* _RECORD EXCERPTS_:
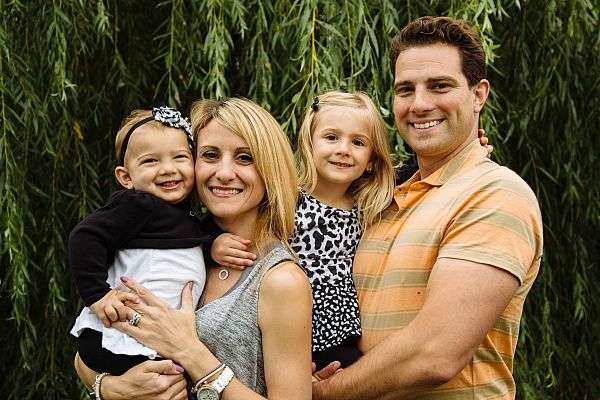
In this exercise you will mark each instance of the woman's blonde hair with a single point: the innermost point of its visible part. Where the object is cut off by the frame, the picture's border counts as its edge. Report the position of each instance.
(373, 191)
(272, 156)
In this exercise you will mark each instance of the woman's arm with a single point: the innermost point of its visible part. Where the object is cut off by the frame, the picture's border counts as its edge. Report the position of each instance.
(151, 380)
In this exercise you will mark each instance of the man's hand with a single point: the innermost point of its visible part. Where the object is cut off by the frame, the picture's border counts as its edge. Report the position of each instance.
(232, 251)
(112, 306)
(326, 372)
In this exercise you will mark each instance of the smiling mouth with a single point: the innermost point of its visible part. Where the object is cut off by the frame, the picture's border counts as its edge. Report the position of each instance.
(426, 125)
(224, 192)
(341, 164)
(168, 184)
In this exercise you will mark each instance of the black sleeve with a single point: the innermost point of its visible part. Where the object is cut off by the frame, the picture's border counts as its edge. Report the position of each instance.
(210, 231)
(95, 240)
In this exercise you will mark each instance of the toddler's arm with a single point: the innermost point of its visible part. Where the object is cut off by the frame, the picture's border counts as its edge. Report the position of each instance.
(231, 251)
(112, 308)
(95, 240)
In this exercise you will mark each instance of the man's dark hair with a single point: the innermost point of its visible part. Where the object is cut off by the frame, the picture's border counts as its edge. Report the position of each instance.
(453, 32)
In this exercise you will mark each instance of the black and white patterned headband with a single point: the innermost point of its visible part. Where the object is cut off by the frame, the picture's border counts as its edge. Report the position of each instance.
(167, 116)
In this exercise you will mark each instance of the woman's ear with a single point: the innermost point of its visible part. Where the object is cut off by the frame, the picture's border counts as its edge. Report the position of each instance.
(123, 177)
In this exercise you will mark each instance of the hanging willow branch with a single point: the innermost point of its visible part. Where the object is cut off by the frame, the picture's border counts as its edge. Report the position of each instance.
(70, 70)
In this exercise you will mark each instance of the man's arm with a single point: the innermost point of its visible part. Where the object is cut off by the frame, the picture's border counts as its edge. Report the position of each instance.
(464, 299)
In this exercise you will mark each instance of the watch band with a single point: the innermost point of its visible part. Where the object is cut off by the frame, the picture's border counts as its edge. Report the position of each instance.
(207, 378)
(223, 380)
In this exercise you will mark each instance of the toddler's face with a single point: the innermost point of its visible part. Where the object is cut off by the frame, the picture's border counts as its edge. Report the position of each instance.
(342, 145)
(159, 161)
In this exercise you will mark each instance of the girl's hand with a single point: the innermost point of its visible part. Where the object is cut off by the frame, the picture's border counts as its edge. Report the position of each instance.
(483, 140)
(232, 251)
(112, 308)
(168, 331)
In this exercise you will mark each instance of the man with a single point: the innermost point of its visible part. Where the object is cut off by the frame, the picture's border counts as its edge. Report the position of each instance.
(443, 277)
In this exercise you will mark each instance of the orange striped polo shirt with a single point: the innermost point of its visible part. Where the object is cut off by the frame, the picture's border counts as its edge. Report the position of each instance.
(470, 209)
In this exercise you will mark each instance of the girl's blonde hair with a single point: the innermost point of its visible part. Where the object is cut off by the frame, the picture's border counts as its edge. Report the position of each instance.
(373, 191)
(272, 156)
(128, 122)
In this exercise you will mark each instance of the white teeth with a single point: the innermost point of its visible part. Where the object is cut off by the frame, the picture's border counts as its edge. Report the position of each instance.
(225, 192)
(339, 164)
(169, 184)
(426, 125)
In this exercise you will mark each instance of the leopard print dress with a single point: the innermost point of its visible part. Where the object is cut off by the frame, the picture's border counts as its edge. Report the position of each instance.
(325, 240)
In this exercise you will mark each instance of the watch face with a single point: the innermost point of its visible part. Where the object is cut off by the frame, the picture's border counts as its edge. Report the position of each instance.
(207, 393)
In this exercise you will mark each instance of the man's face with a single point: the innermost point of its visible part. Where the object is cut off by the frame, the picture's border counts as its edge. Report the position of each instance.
(435, 110)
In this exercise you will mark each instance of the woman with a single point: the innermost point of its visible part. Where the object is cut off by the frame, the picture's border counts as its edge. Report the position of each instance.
(257, 322)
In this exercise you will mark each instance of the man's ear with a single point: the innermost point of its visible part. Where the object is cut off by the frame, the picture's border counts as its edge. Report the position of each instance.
(481, 91)
(123, 177)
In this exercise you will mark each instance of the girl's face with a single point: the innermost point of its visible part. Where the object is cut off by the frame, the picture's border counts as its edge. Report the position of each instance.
(341, 146)
(158, 161)
(226, 178)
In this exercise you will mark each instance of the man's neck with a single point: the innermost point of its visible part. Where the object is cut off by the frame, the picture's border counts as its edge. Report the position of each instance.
(428, 165)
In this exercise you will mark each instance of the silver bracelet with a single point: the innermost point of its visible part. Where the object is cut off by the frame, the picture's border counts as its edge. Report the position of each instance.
(96, 386)
(207, 377)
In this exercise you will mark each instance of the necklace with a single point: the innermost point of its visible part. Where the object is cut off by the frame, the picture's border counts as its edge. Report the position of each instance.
(223, 274)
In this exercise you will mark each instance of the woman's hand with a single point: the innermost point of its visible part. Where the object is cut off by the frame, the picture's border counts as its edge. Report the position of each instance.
(111, 307)
(150, 380)
(170, 332)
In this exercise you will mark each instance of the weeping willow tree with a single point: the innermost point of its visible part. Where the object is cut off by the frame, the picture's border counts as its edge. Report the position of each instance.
(70, 70)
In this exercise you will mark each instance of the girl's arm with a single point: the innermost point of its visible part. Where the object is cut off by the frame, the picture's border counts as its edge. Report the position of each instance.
(285, 321)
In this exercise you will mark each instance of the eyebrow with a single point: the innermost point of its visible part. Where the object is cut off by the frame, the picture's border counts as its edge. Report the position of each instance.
(430, 80)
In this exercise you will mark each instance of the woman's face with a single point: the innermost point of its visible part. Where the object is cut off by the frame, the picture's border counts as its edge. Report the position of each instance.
(226, 178)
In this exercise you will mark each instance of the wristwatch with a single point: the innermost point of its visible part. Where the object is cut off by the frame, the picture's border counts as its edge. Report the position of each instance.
(212, 390)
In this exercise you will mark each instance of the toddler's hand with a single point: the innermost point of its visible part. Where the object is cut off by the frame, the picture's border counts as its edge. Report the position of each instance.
(232, 251)
(483, 140)
(112, 308)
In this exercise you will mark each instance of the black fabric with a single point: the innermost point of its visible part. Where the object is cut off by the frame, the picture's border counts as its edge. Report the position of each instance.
(131, 220)
(89, 346)
(346, 353)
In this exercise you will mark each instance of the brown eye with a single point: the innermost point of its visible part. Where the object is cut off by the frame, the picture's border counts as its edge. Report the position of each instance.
(209, 155)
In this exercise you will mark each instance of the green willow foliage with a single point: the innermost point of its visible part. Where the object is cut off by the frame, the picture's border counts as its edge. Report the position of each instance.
(70, 70)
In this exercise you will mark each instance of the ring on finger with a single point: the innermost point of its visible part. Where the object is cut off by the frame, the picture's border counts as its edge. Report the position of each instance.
(135, 319)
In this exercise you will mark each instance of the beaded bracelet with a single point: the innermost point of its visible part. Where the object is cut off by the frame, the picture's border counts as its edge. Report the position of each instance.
(96, 386)
(207, 378)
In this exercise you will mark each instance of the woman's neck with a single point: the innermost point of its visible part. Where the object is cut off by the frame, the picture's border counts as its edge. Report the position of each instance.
(334, 195)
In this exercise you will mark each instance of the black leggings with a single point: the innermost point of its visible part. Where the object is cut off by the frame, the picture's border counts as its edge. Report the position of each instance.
(101, 360)
(346, 353)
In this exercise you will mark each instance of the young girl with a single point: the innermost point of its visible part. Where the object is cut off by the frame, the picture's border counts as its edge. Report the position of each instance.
(145, 231)
(346, 180)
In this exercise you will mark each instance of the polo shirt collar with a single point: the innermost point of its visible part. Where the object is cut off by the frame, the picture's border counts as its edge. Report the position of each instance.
(469, 156)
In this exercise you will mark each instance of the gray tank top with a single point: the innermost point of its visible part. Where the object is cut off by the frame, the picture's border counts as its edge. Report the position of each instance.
(228, 326)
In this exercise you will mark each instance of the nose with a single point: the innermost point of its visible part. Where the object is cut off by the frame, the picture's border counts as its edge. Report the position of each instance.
(343, 146)
(421, 101)
(225, 171)
(167, 167)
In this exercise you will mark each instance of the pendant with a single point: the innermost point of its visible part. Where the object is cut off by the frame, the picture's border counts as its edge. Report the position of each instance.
(223, 274)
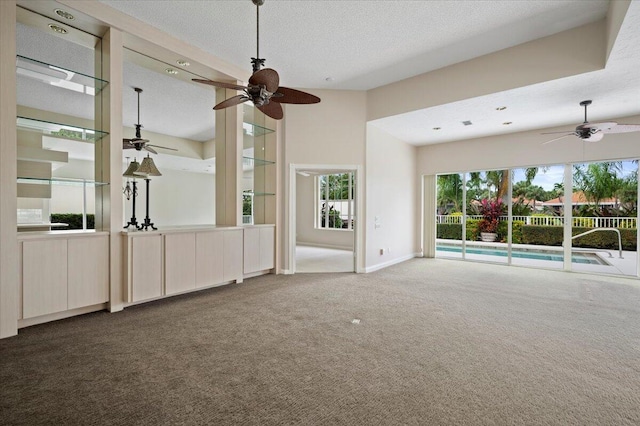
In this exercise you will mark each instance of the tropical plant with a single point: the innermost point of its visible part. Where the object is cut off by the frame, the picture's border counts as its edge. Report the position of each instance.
(491, 210)
(449, 193)
(332, 215)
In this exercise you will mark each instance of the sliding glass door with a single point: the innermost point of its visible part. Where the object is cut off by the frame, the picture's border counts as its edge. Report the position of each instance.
(520, 216)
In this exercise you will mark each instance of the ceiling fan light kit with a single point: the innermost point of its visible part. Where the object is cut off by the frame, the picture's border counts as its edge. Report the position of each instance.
(264, 89)
(594, 132)
(138, 143)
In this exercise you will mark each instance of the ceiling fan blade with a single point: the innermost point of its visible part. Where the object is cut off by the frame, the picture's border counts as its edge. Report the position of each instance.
(557, 133)
(219, 84)
(595, 137)
(238, 99)
(272, 109)
(160, 146)
(597, 126)
(267, 77)
(623, 128)
(561, 137)
(293, 96)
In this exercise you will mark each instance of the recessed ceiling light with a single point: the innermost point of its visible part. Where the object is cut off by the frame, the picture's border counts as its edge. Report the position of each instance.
(64, 14)
(57, 29)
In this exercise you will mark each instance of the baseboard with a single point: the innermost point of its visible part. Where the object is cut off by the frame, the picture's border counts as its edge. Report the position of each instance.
(28, 322)
(391, 262)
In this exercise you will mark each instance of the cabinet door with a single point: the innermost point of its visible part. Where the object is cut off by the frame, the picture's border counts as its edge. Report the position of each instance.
(88, 272)
(44, 274)
(179, 262)
(251, 250)
(209, 258)
(267, 248)
(232, 256)
(146, 259)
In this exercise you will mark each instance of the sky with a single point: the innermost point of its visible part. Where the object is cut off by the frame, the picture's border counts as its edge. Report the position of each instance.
(554, 174)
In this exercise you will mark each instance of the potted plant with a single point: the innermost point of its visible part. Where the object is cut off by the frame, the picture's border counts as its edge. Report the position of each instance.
(490, 210)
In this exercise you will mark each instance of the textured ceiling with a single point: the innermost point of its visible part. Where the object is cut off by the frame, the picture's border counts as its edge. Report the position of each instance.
(359, 44)
(365, 44)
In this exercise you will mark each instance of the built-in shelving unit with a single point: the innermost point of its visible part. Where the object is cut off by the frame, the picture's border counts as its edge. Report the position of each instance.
(258, 164)
(50, 128)
(58, 133)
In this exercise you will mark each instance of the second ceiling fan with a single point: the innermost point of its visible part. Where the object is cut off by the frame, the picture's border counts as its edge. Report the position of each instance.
(264, 88)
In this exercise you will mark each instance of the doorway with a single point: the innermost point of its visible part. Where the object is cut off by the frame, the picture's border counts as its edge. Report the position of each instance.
(323, 231)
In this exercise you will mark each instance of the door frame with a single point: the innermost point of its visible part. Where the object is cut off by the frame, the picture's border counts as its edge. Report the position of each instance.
(358, 234)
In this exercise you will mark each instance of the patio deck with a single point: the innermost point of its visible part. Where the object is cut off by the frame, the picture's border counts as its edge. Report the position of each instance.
(613, 264)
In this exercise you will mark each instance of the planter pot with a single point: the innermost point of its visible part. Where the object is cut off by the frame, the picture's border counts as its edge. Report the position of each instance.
(488, 237)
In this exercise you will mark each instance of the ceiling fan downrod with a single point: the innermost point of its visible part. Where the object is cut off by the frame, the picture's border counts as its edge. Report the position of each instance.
(585, 104)
(256, 62)
(138, 126)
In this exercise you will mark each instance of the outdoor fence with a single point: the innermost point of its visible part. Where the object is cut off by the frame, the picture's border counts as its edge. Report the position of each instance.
(587, 222)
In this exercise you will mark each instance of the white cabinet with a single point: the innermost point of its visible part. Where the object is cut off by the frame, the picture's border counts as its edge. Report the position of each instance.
(44, 277)
(146, 267)
(209, 258)
(179, 262)
(267, 247)
(88, 274)
(60, 274)
(259, 248)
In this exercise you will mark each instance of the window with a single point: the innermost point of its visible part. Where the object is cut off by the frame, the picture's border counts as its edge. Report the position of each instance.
(334, 201)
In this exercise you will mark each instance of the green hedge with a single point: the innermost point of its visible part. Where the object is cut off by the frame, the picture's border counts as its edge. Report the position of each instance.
(73, 219)
(552, 236)
(543, 235)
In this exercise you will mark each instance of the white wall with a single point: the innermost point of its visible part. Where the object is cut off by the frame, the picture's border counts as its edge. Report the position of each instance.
(306, 233)
(332, 132)
(176, 198)
(392, 199)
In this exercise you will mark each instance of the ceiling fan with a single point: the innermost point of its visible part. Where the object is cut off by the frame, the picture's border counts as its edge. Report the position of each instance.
(264, 86)
(138, 143)
(593, 132)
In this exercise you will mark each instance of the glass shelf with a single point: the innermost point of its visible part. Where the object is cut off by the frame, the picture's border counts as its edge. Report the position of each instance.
(59, 77)
(60, 181)
(255, 193)
(255, 130)
(61, 130)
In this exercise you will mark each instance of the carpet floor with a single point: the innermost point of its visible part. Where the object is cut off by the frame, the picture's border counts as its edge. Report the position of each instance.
(423, 342)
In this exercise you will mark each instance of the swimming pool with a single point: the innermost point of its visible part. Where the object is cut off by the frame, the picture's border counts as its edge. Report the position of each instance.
(535, 254)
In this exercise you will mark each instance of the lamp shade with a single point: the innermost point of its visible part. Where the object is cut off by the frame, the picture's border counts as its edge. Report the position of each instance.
(133, 167)
(147, 168)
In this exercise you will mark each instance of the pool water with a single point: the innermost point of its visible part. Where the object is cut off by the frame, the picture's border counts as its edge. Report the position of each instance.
(554, 256)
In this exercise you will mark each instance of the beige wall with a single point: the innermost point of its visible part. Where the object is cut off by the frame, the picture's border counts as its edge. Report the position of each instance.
(329, 133)
(392, 200)
(525, 149)
(306, 233)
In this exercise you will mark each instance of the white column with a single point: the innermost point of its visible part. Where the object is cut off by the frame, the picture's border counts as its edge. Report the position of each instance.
(8, 173)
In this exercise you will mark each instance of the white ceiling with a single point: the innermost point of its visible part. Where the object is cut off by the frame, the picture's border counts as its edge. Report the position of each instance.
(365, 44)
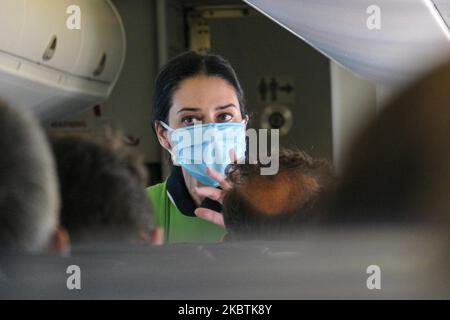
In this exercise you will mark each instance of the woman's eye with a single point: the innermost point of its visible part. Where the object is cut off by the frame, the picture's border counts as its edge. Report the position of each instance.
(190, 121)
(225, 117)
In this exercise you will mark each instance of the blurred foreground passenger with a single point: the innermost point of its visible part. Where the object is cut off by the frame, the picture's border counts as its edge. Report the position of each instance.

* _WORK INSTRUCTION_:
Go to the line holding "the woman's eye" in the entries above and return it, along with every line after it, exactly as written.

* _WRITTEN RESPONSE_:
In this exercise you will mark each instance of the woman's eye with a single point: the innermost point of its visible part. Where the object is cut off by the frame, the picture's border counts as its edge. Report the position of each instance.
(190, 121)
(225, 117)
In this exercise you will mark each instance of the blurred foreground passenger with a single point: the innermost point of its visible part. Where the object is cut off by the frame, the picture's border counts as its edge. Report the position of each instance.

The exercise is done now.